### Required task
Omit every picture and output the rest of the records exactly as they are.

(Stored items)
------------------------------------------------------------------------

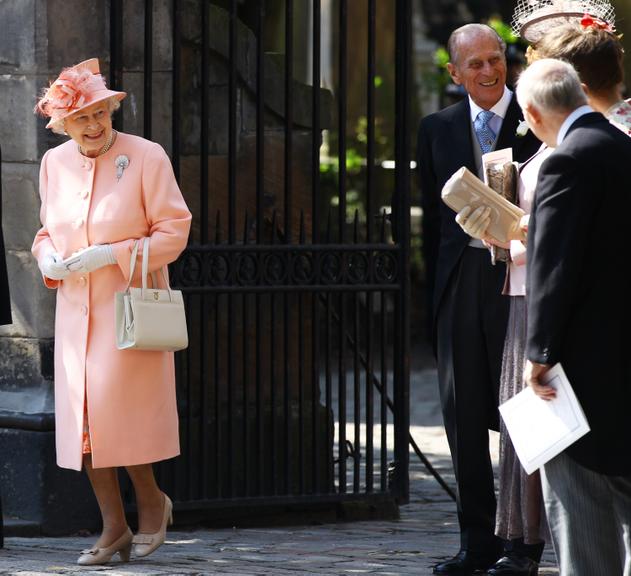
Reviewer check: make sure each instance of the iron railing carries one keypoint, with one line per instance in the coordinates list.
(294, 387)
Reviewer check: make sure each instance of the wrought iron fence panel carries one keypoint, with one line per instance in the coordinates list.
(294, 387)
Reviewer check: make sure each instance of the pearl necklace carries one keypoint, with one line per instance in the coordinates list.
(106, 146)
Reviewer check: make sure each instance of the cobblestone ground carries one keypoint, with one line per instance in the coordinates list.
(426, 532)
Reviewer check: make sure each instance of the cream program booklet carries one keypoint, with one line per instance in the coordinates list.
(540, 429)
(466, 189)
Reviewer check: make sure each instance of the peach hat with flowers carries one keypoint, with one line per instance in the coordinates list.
(76, 88)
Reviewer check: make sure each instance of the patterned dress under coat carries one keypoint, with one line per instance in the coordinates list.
(129, 395)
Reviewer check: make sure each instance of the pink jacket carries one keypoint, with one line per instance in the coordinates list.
(130, 394)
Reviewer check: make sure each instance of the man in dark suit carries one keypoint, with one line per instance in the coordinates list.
(469, 312)
(580, 315)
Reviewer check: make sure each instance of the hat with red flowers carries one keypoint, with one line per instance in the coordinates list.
(533, 18)
(76, 88)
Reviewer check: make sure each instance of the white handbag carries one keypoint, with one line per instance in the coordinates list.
(149, 318)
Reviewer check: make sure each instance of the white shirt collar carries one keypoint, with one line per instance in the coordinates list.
(500, 108)
(573, 117)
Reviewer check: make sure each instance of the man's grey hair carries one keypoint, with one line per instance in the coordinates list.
(550, 85)
(470, 30)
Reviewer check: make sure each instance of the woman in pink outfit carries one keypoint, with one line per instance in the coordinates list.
(101, 191)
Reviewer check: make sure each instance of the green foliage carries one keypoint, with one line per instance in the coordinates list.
(504, 30)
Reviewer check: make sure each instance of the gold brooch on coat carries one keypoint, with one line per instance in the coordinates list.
(121, 163)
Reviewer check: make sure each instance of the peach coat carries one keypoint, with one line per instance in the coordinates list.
(130, 394)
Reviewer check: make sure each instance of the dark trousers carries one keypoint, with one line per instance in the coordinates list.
(471, 327)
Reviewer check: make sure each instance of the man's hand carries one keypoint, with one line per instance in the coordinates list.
(476, 222)
(532, 374)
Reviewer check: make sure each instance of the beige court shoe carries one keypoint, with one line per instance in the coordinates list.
(145, 544)
(104, 555)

------------------------------------------------------------------------

### Exercise solution
Reviewer check: make sure each instance of the iron railing carries one keypoint, with one line per instance in the coordinates list.
(294, 387)
Reviewer check: make sure each instance of the wrought iron fence panel carries one keypoint, with one line per instance in the coordinates list.
(294, 387)
Reviewer check: make sure each instance of the pearl necklace carries one keypoint, with one line per instance in the coordinates list.
(106, 146)
Reviewer check: make sure each instance of the cobblestone ground carries one keypoint, with one line per instance in the coordinates list.
(426, 532)
Reviewer check: make sure each instance of the cream program booklet carries one keypoint, with one line per instance in the coordinates list.
(540, 429)
(466, 189)
Reviewer check: make sure each instance of the peach hat with flowers carries one keypoint, with one line per instance in the coordinates list.
(76, 88)
Reviewer check: make sure each instance of the patterned dress under coat carries one keypoint, with one line per instance in the coordinates list.
(129, 395)
Reviewer check: make sure each instance of the pink jacket carries one keypoint, with one line per instance in the coordinates list.
(130, 394)
Reviewer check: make sure each instance of the man in dark suit carries one keypoint, with one line per instance in the coordinates list.
(469, 312)
(580, 315)
Reviewer check: make sure each instance of the hat with red flowers carries one keypoint, with one line per instance in the coordinates list.
(533, 18)
(76, 88)
Reviewer check: make sure each instance of the white handbag carries one keypoint, with one line per instance in the coordinates list.
(149, 318)
Reviewer check: make sure each instance of the white shirt collar carries one keypoint, with one line per instance in the coordinates list.
(500, 108)
(573, 117)
Reviewer check: make sure each instance of the man's grey hair carries one keypoint, with one line per instance in the coordinates list.
(550, 85)
(470, 30)
Reviewer check: make sure each instance of the woman in pink outfit carries one keypoint, with one line per instance in the coordinates list.
(101, 191)
Reviewer check: make sure each instance of the green foliage carries one keypoint, with one line per instance in the coordinates list.
(504, 30)
Reviewer check: make sure each instance of the gold brooch on coat carries one keypoint, with one line per instance in the coordinates list.
(121, 163)
Reviewer check: make sure each instance of the peach coat carries one keypoint, with one line per instance in the coordinates list.
(130, 394)
Reviewer check: make sure each instance of the dark trousers carries one keypoint, with one line per instance in the coordinates list.
(471, 327)
Reviewer check: make sure each instance of the man's hand carries one keypoint, with one line per instance in the coordinates list.
(476, 222)
(532, 374)
Reviewer check: make sure each instance of the beige court shoe carries one keypoint, with one line per instance in the coordinates list.
(145, 544)
(104, 555)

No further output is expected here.